> JOB: Please count the lines of the material below that contain the word "instance", treating uppercase and lowercase as different, and reply with the number alone.

-- begin MATERIAL --

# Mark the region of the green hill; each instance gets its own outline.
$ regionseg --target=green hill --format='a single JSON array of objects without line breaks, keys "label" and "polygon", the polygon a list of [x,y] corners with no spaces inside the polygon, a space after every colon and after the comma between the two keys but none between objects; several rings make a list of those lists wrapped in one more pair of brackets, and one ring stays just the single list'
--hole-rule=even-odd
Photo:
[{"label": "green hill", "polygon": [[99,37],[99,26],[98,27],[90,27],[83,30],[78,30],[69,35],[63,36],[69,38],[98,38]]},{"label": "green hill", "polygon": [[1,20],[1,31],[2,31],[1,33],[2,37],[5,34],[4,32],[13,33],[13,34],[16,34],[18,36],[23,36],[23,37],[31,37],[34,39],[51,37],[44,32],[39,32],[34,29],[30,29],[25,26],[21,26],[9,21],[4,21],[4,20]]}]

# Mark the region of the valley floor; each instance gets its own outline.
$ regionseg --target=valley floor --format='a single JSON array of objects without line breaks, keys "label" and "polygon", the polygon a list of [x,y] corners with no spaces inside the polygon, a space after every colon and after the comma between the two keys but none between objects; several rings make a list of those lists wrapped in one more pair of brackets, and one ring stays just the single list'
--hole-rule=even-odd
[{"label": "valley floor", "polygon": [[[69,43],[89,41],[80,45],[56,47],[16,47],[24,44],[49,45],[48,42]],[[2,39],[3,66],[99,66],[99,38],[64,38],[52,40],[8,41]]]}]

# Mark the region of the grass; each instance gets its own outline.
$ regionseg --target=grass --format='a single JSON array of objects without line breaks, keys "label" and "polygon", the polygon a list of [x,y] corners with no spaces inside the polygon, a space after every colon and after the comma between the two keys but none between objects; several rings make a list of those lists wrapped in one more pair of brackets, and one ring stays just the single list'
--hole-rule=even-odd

-- end MATERIAL --

> ANSWER TO THE EXERCISE: 3